REQUIRED WORK: Down to the last line, reproduce the data below exactly.

··········

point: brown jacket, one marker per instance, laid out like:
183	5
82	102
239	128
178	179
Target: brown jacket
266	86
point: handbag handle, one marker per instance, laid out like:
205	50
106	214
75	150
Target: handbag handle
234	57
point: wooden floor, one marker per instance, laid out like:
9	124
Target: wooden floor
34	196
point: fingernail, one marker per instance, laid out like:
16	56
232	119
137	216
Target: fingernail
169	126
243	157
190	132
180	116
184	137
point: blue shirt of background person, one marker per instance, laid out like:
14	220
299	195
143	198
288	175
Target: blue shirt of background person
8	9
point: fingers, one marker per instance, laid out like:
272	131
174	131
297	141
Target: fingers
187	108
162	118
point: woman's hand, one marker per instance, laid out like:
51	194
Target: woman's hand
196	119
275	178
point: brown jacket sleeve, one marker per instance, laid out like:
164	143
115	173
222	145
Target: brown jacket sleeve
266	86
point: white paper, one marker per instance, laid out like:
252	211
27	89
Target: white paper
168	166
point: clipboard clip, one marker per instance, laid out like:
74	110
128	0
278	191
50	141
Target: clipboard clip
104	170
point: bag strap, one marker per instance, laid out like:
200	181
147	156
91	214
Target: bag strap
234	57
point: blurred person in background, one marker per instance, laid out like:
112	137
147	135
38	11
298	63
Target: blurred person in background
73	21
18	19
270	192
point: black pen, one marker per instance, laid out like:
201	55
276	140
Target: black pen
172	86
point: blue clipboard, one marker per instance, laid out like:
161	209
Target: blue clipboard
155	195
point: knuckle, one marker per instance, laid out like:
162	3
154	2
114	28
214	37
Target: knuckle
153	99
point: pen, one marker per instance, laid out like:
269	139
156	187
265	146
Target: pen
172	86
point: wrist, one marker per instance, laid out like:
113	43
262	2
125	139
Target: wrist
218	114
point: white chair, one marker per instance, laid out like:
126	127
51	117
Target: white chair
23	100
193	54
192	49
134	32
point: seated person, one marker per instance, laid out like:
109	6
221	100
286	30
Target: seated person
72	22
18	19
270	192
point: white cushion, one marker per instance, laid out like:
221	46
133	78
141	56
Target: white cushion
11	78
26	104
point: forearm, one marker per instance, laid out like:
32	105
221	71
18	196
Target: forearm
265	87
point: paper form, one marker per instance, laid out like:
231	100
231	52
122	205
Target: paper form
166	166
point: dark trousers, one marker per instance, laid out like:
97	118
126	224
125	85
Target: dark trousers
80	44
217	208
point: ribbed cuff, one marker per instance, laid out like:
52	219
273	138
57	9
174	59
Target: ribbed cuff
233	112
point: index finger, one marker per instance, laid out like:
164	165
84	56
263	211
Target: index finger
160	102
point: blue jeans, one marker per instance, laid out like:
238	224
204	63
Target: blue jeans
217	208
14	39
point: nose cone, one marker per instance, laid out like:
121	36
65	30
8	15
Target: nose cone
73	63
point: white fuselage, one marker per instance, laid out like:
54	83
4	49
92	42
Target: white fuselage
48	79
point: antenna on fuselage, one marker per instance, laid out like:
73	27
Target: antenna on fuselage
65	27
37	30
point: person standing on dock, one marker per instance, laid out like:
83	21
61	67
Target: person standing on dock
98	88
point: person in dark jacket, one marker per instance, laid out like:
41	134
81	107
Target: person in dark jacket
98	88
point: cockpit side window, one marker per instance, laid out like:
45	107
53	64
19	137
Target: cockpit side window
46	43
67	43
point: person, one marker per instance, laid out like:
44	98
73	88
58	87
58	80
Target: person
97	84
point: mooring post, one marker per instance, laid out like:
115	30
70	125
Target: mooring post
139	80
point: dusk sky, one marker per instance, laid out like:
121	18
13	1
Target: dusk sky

··········

SOLUTION:
point: brown jacket, one marker per instance, laid out like:
183	5
82	102
239	128
178	179
Target: brown jacket
266	86
point: handbag handle, one marker per instance, laid out like:
205	50
106	214
75	150
Target: handbag handle
234	57
point: wooden floor, one marker per instance, laid out like:
9	124
Target: wooden floor
34	196
point: fingernail, one marker per instance, laid out like:
16	56
232	119
137	216
Target: fingernail
169	126
243	157
190	132
180	116
184	137
point: blue shirt of background person, one marker per instance, laid out like:
14	220
299	195
143	198
288	175
Target: blue shirt of background person
8	9
point: fingers, one marker per instance, laid out like:
272	131
174	131
297	141
Target: fingers
187	108
162	118
point: woman's hand, one marker per instance, laid out like:
51	194
Target: woman's hand
196	119
275	178
point: brown jacket sleeve, one marker per instance, laid out like:
164	143
115	173
222	145
Target: brown jacket sleeve
266	86
point: white paper, one marker per instance, laid out like:
252	211
27	89
Target: white paper
168	166
point: clipboard clip, one marker per instance, laid out like:
74	110
128	0
278	191
50	141
Target: clipboard clip
104	170
point: bag strap, one marker per instance, laid out like:
200	181
147	156
91	214
Target: bag strap
234	57
point: blurred person in background, one marker per instance, laid out like:
112	137
147	135
38	11
298	63
Target: blurred person in background
73	21
18	19
270	192
point: black pen, one marker per instance, laid out like:
201	55
276	140
Target: black pen
172	86
point: blue clipboard, one marker per instance, laid out like:
161	209
Target: blue clipboard
155	195
point: knuckle, one marker per instance, laid out like:
162	3
154	2
114	28
214	37
Target: knuckle
153	99
point: pen, one marker per instance, laid out like:
269	139
156	187
265	146
Target: pen
172	86
point: wrist, one marker per instance, laid out like:
113	43
262	2
125	139
Target: wrist
218	114
point: white chair, one marker per instance, laid out like:
126	127
51	117
Target: white chair
23	100
193	54
192	49
134	32
point: seated person, one marker per instance, laid out like:
109	6
221	100
286	30
Target: seated person
72	22
18	19
270	192
point: white cushion, one marker per instance, laid out like:
221	46
133	78
141	56
Target: white cushion
11	78
26	104
point: forearm, one marker per instance, laid out like:
32	105
221	71
18	196
Target: forearm
265	87
point: paper form, one marker per instance, laid out like:
231	100
231	52
122	205
Target: paper form
166	166
point: dark trousers, one marker per instance, laid out like:
97	118
126	224
125	85
Target: dark trousers
80	44
217	208
point: ribbed cuff, one marker per instance, laid out like:
52	219
273	138
57	9
174	59
Target: ribbed cuff
233	112
point: index finger, one marker per instance, laid out like:
164	165
84	56
263	211
Target: index finger
160	102
point: blue jeans, one marker per instance, laid out like:
238	224
204	63
Target: blue jeans
217	208
14	39
point: nose cone, one marker per instance, laid out like:
121	36
65	30
8	15
Target: nose cone
73	63
point: white fuselage, one marker per instance, laid out like:
54	83
4	49
92	42
Target: white fuselage
48	79
point: antenna on fuselage, one marker per instance, laid out like:
73	27
Target: antenna on fuselage
65	27
37	30
point: person standing on dock, one marker per instance, laid out like:
83	21
61	67
Target: person standing on dock
98	88
point: person in dark jacket, one marker per instance, laid out like:
41	134
81	107
Target: person in dark jacket
98	88
point: cockpit side window, one marker per instance, laid out like:
45	107
53	64
19	137
Target: cockpit side window
46	43
67	43
point: person, one marker per instance, laid out like:
44	98
73	88
58	87
58	80
Target: person
97	84
point: mooring post, one marker per instance, laid out like:
115	30
70	125
Target: mooring post
139	80
point: dusk sky, one marker per instance, laid out like:
121	18
13	1
Target: dusk sky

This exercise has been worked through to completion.